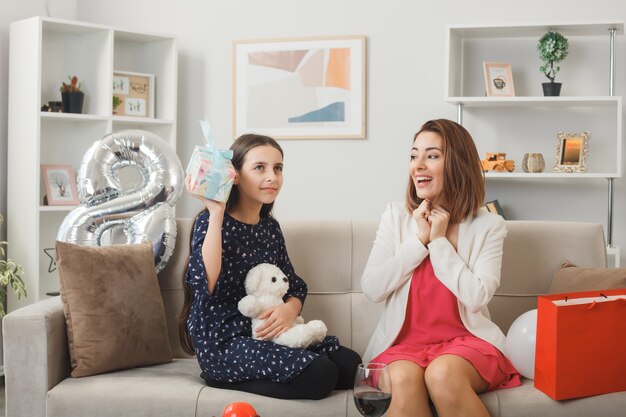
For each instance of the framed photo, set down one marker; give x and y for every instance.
(306, 88)
(498, 79)
(60, 183)
(133, 94)
(494, 207)
(572, 150)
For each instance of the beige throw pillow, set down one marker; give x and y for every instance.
(571, 278)
(113, 307)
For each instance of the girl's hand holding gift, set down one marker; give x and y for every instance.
(213, 206)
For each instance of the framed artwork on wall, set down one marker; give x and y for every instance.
(305, 88)
(133, 94)
(498, 79)
(572, 150)
(60, 185)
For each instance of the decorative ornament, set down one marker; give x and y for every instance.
(51, 252)
(128, 214)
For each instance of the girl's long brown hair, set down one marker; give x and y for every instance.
(240, 148)
(463, 180)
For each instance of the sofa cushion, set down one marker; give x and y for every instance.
(113, 307)
(571, 278)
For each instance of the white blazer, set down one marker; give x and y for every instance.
(471, 273)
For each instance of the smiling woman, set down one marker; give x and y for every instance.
(436, 264)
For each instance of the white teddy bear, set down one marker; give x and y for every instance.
(266, 285)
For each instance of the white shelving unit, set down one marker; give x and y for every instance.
(587, 101)
(43, 53)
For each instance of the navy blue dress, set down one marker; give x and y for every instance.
(221, 335)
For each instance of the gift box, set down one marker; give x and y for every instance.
(581, 340)
(211, 170)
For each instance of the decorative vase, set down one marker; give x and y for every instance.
(551, 89)
(533, 162)
(73, 102)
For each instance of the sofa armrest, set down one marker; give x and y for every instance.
(36, 356)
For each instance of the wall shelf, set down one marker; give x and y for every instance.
(588, 105)
(43, 52)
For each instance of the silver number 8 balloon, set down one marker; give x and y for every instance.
(144, 211)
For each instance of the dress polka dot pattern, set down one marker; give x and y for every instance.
(221, 335)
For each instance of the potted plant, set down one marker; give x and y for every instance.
(553, 48)
(72, 96)
(10, 276)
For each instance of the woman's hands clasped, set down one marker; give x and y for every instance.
(432, 221)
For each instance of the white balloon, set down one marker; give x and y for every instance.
(521, 341)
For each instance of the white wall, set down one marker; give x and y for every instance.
(10, 11)
(343, 179)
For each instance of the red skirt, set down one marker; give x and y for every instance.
(432, 327)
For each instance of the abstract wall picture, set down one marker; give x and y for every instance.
(311, 88)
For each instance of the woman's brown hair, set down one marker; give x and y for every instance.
(463, 180)
(240, 148)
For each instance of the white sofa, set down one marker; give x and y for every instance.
(330, 256)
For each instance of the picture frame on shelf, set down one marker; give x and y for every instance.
(133, 94)
(572, 151)
(300, 88)
(498, 79)
(60, 185)
(495, 208)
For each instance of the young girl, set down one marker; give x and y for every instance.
(227, 241)
(436, 263)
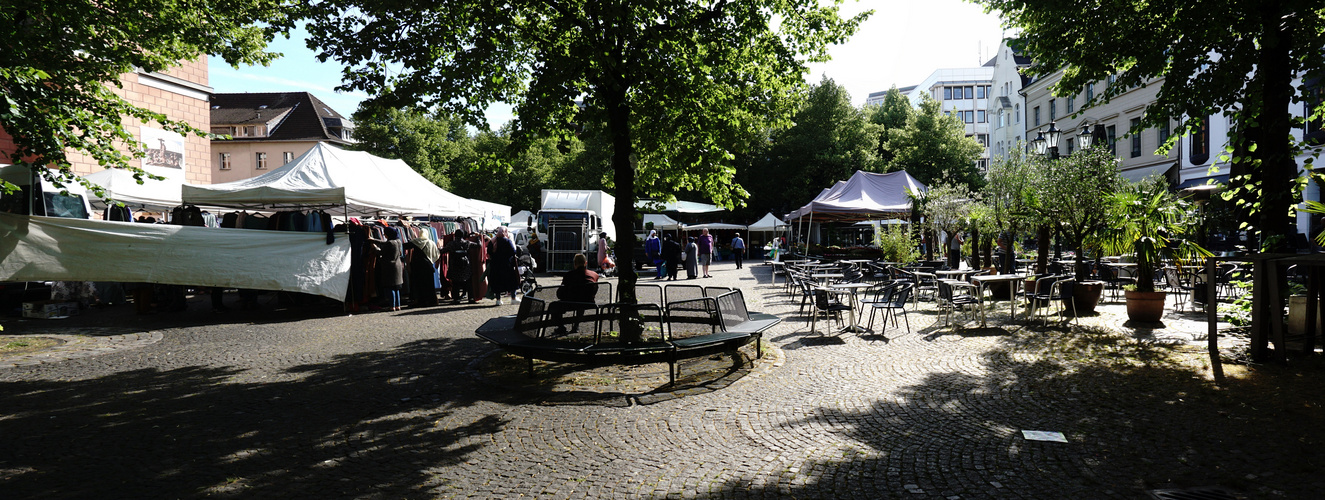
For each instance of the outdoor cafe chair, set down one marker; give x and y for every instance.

What is being asked: Write the material out again exactly. Do not include the pictures.

Response:
For each instance of the framed photo, set down one marker; give x and y for every instance.
(306, 88)
(498, 79)
(60, 183)
(133, 94)
(494, 207)
(572, 150)
For each instance of the beige throw pillow, set down one marker; give x and y for every instance.
(571, 278)
(113, 307)
For each instance of the girl's hand holding gift, set down one marker; give x and y for every instance.
(213, 206)
For each instance of the framed artwork on wall, set down one marker; give x and y for every instance.
(305, 88)
(133, 94)
(498, 79)
(572, 150)
(60, 185)
For each instance of the decorative ornament, set down one marker; give x and y for every instance.
(51, 252)
(128, 214)
For each instance of the girl's long brown hair, set down one marker; give x and y for every instance.
(240, 148)
(463, 180)
For each instance of the sofa cushion, set down one marker; give x and y for every instance.
(113, 307)
(571, 278)
For each instance of the white blazer, set down one marker; give x and y for every instance.
(471, 273)
For each instance of the smiling woman, set down one marker; give x and y for every instance.
(436, 264)
For each instance of the white teddy bear, set down one marker; give x and y for every instance.
(266, 285)
For each instance of the white shelving unit, set down one marker; give x and y for every instance.
(587, 101)
(43, 53)
For each instance of the navy blue dress, set down one marker; give x and y for every instance.
(221, 335)
For each instance of the gift box, set down one marker; give x and y for every instance.
(581, 340)
(211, 170)
For each instance of the decorative vase, set down one marker; give x and y for every instance.
(551, 89)
(533, 162)
(73, 102)
For each instance of the sofa armrest, set down one marker; give x and y for every instance.
(36, 356)
For each instance of the wall shelf, set down one marker; give x and y for every instance.
(588, 105)
(43, 52)
For each instance of the silver number 8 balloon, set down one marker; give x and y for every instance.
(144, 211)
For each instance of the dress polka dot pattern, set down one marker; give x and y for every instance.
(221, 335)
For each instance of the potted plant, set down one marker; give x and y for every instance.
(553, 48)
(72, 96)
(10, 276)
For each instance of the woman's hands clasped, set down one marker; give x and y for every instance.
(432, 221)
For each instance of the white balloon, set down one marker; give x and y for every instance.
(521, 341)
For each instance of the white wall, set down one marker; give x and y for every instance.
(10, 11)
(343, 179)
For each instance of the red skirt, set down one marker; give x and y for every instance.
(432, 327)
For each instance of the abstract wall picture, set down one marker; give x and y for every instance.
(311, 88)
For each instance of the woman's brown hair, set down one marker; give x and y for every instance.
(463, 180)
(240, 148)
For each instance of the white sofa, set down one marker; give x and y for every instance.
(330, 256)
For each instance of the picture frame on shelf, set down one marker; give x and y for every instance.
(133, 94)
(572, 151)
(300, 88)
(498, 79)
(60, 185)
(495, 208)
For each instance of the young girl, set down one marker; give x and y for every instance.
(227, 241)
(436, 263)
For each instance of the outdoor cafe chair, set down one marker; give x and y for every instance.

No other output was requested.